* _THE EXERCISE_
Continue the passage below on formal specifications and software quality, starting right after its final sentence.
+++ SELECTED PASSAGE
The specification languages are tailored to the application domain (DSL). Therefore specifications can be (and indeed are) written by customers rather than by programmers.

Practical Quality Benefits for Specifications

Let us discuss how the formal language approach supports development, quality and test.

Avoiding implementation errors by code generation

Similarly to programming languages, specification languages substantially simplify the software development process. Code generated from specifications eliminates a great deal of complexity and leads to less error-prone systems. Here’s how code can be generated:

  • Functional rules are simply compiled to fully operational code.
  • Field type definitions and cross-field constraints are translated to validation code performing checks and delivering adequate error messages.

At mgm tp, code generators have been implemented for a variety of languages including Java, C++, Javascript and different runtime environments. The generator approach yields a high-quality gain. Once the code generators are well tested, there is not much need to test validation software for each case again. The generated code conforms to the specification.

Generating Test Data from Specifications

Formal specifications substantially facilitate and improve the quality-assurance process, especially testing. Since constraints and dependencies define the set of correct inputs, they are an ideal prerequisite for the generation of test suites. This includes both, consistent (valid inputs) and inconsistent data (deliberately invalid inputs). Generation of test data is discussed in more detail later in this blog series.

Finding Specification Errors

Translating specifications to code and especially to test data improves quality of the specifications, because it shows flaws allowing for an early feedback to the writers of specifications. Inconsistent and sometimes even incomplete specifications can easily be discovered:

  • Inconsistent specifications lead to contradictions and thus inhibit valid test data generation. This can be detected already at test data generation time.
  • Incomplete specifications give too much freedom to test data generation. Since “too much freedom” cannot be decided upon statically and automatically, this will show up only later in the process. In most cases such specification errors are reported in the testing phase.

Improving the Processes

Additionally to the above technical benefits, this formalized approach improves the requirement, development, and quality processes as follows:

  • Formalization of requirements in the user’s domain enforces the analysis of well-known and less well-known informal requirements. In other words, the likelihood that the system does what the customer explicitly or implicitly expected increases.
  • The differentiation between input validity and business logic modularizes the requirement process and thus substantially improves the latter.
  • The early availability of validity checks allows early feedback to specification writers.
  • Early availability of code and test data generation improves testing for front- and backends.

Quality Assurance Methods for Formal Specifications

The aspects mentioned above already substantially improve software quality without any dedicated quality measure. Still, quality assurance, especially testing is needed to deliver software with the behavior the customer expects. Fortunately, even testing becomes simpler, more reliable, adaptable, and measure­able, due to the usage of formal specifications. How this is being accomplished is described in the rest of this blog.

Formal specifications facilitate well-defined structuring of tests and a focus on more interesting testing aspects. To explain these aspects we refer to typical system aspects (for both, single and multi-tier architectures) in the following table:

Aspect How is it done in our framework?
1.1 Validation of inputs,
Valid cases
By generated software that has to be called by the application. After the check input data is known to be consistent.
++++++
+++ RECORD LIST
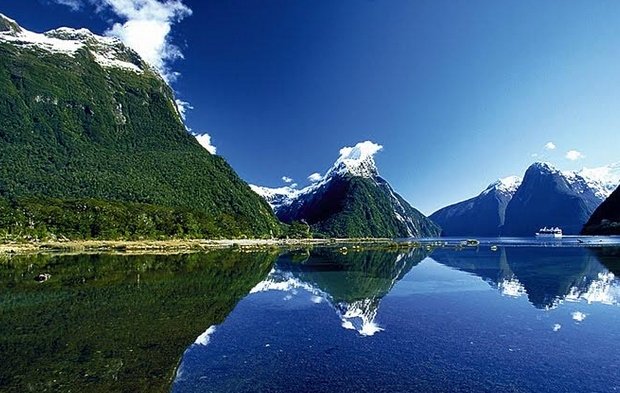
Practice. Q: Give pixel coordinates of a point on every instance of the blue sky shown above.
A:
(459, 93)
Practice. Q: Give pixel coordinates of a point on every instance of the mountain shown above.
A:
(549, 197)
(92, 144)
(606, 218)
(482, 215)
(545, 197)
(351, 200)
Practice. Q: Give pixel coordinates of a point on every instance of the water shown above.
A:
(514, 320)
(519, 319)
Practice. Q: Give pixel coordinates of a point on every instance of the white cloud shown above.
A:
(578, 316)
(205, 141)
(145, 27)
(205, 337)
(574, 155)
(360, 151)
(315, 177)
(75, 5)
(183, 107)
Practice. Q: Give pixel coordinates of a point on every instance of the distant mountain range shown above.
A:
(544, 197)
(92, 145)
(350, 200)
(482, 215)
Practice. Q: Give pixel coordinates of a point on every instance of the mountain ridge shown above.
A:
(350, 200)
(76, 132)
(487, 214)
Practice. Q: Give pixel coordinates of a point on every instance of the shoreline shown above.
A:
(176, 246)
(181, 245)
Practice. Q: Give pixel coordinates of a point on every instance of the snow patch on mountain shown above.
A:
(357, 160)
(277, 197)
(602, 181)
(107, 52)
(507, 185)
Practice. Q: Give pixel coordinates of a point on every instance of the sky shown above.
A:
(458, 93)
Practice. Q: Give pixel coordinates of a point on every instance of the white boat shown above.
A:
(549, 232)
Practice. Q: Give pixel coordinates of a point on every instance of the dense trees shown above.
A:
(94, 152)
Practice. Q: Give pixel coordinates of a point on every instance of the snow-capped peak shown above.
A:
(277, 197)
(107, 51)
(506, 185)
(601, 181)
(544, 167)
(357, 160)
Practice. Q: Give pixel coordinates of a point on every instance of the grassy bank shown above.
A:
(181, 245)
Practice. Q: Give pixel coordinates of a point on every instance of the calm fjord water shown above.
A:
(519, 319)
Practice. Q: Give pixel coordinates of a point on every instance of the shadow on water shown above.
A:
(546, 275)
(104, 323)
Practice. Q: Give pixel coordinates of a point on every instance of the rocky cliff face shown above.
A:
(83, 117)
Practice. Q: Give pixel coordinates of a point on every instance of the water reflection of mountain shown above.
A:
(353, 284)
(546, 275)
(106, 323)
(609, 257)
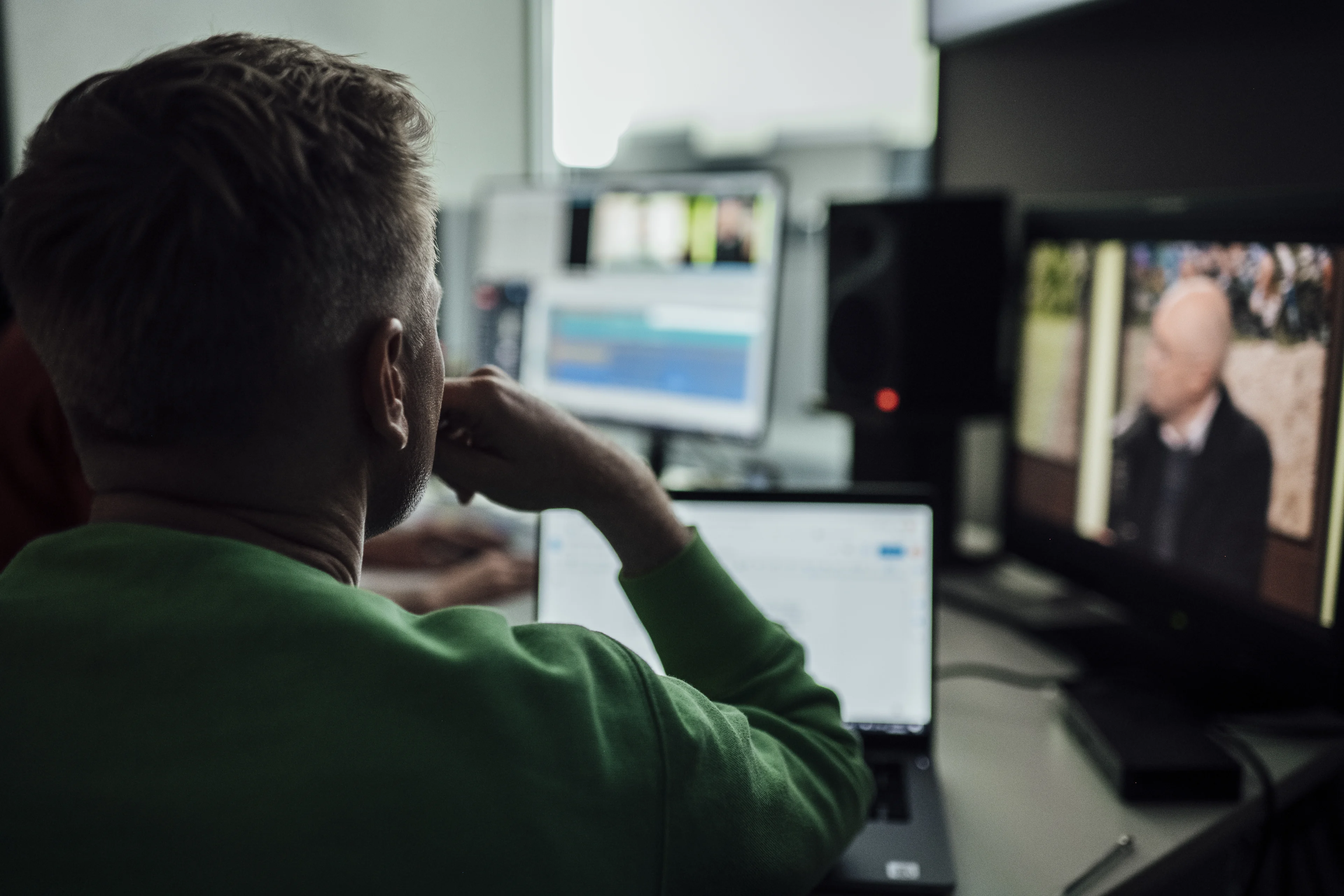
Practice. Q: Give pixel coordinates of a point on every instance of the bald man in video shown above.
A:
(1191, 472)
++++++
* _RESULT OF THE EXERCISE_
1.2 Validation of inputs,
Invalid cases
By generated software that has to be called by the application. The input data has to be flagged by the system with differentiated error messages.
2 Frontend computations By generated software that has to be called by the application.
3 Generation of artifacts for backend processing By generated software that has to be called by a web application. This is not further discussed this blog.
4 Backend behavior Implemented by other means. Subject to extensive testing triggered by the frontend using valid input data controlled by 1) and 2).

The aspects 1.1, 1.2, 2 and 3 can be tested using automatically generated data: valid (and deliberately invalid) test data for functional tests can be generated using methods described below.

Extensive testing is needed for back end behavior (see 4). This needs to be done for valid data only. And the backend data needed can be automatically generated from the formal frontend specifications.

Automated testing

Automated functional testing for both, newly developed software and for regression purposes is a must for the kind of systems considered here. This not only reduces the amount of manual testing for each delivery, but also is more reliable regarding testing errors and permits to increase the test coverage.

It is beyond the scope of this blog to describe the overall test process. We merely mention two aspects for automated testing: test data, and test paths – the sequence of input processing. These aspects are dealt with separately.

  • Test data: Test data generation allows to pre-compute test cases by defining various values for input fields. Formal specifications allow the definition of test coverage measures for test cases related to these field values.
  • Test paths: The same test data sets are being fed into interactive system in different order including multiple inputs, i.e. editing of fields. The term used here is path. A path describes the order of processing, including multiple visits of forms and editing of fields. Within a path, pre-computed test data (as described above) can be used to as input to the system and thus test its behavior.

Test paths and test data are orthogonal aspects which complement each other as described below.

Field value based test data generation

Is there a way to generate all valid test cases for field values? For formal systems described above, the number of input fields, their types, and constraints are well known. Moreover, the number of values per field is finite and so is the number of fields. Thus, at least in principle, the set of all valid test cases is enumerable by enumerating field values and combinations of all values for all fields. Invalid field value combinations – according to constraints – can be automatically excluded from this enumeration.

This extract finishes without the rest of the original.